Rearrange numbers into the next lexicographically greater permutation. Workday uses this to test array-manipulation discipline — same pattern as cycling shift-assignment rotations.

By Alex Chen, Founder, InterviewChamp.AI · Last verified

Source citations

Public interview reports confirming this problem appears in Workday loops.

  • Glassdoor (2025)Workday SDE2 onsite.

Problem

A permutation of an array of integers is an arrangement of its members into a sequence or linear order. The next permutation of an array of integers is the next lexicographically greater permutation of its integer. If no such permutation exists, then rearrange to the lowest possible order (sorted in ascending order). The replacement must be in place and use only constant extra memory.

Constraints

  • 1 <= nums.length <= 100
  • 0 <= nums[i] <= 100

Examples

Example 1

Input
nums = [1,2,3]
Output
[1,3,2]

Example 2

Input
nums = [3,2,1]
Output
[1,2,3]

Example 3

Input
nums = [1,1,5]
Output
[1,5,1]

Approaches

1. Generate all permutations and sort

Enumerate all permutations, sort lexicographically, find next.

Time
O(n!)
Space
O(n!)
// generate all n! perms, sort, find next — only feasible for tiny n

Tradeoff: Factorial blow-up.

Stored records

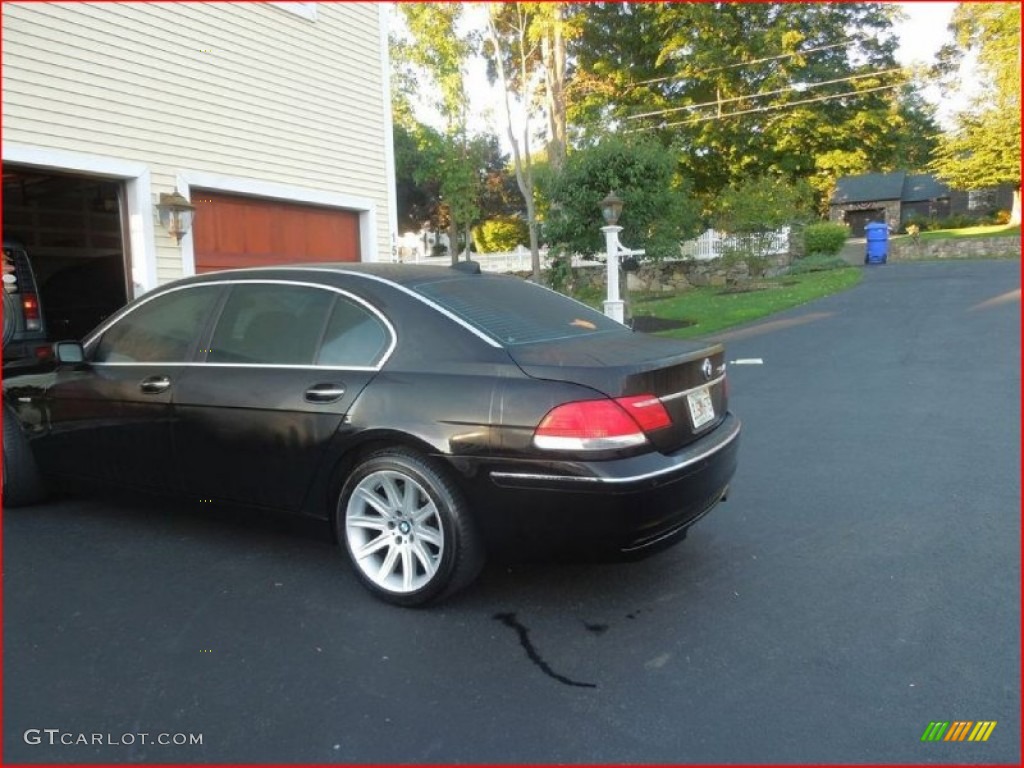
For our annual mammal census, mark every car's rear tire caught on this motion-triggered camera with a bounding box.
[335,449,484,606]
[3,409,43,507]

* * *

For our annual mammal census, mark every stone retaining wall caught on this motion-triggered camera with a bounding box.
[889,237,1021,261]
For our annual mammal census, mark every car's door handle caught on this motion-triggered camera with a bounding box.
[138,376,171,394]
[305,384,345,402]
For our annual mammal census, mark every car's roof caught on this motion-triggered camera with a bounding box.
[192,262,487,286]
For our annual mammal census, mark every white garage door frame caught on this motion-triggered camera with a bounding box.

Directive
Write the next part of the next permutation write-up, picking up right after its last line.

Response
2. Pivot + swap + reverse

Find rightmost i with nums[i] < nums[i+1]. Find rightmost j > i with nums[j] > nums[i]. Swap. Reverse suffix from i+1.

Time
O(n)
Space
O(1)
function nextPermutation(nums) {
  let i = nums.length - 2;
  while (i >= 0 && nums[i] >= nums[i + 1]) i--;
  if (i >= 0) {
    let j = nums.length - 1;
    while (nums[j] <= nums[i]) j--;
    [nums[i], nums[j]] = [nums[j], nums[i]];
  }
  let l = i + 1, r = nums.length - 1;
  while (l < r) { [nums[l], nums[r]] = [nums[r], nums[l]]; l++; r--; }
}

Tradeoff: Single pass. The trick: the suffix after the pivot is non-increasing; reversing it gives the smallest suffix and thus the next-larger arrangement.

Workday-specific tips

Workday wants you to articulate each of the 3 steps before coding. The 'pivot + swap + reverse' formula is the entire solution; getting the order wrong is the failure mode. Mention the all-descending edge case explicitly.

Common mistakes

  • Sorting instead of reversing the suffix.
  • Using >= for the pivot search comparison incorrectly — must be strict <.
  • Not handling the all-descending case (no pivot found) — skip swap, still reverse to sort ascending.

Follow-up questions

An interviewer at Workday may pivot to one of these next:

  • Previous Permutation.
  • Kth Smallest Permutation (LC 60).
  • Permutations (LC 46).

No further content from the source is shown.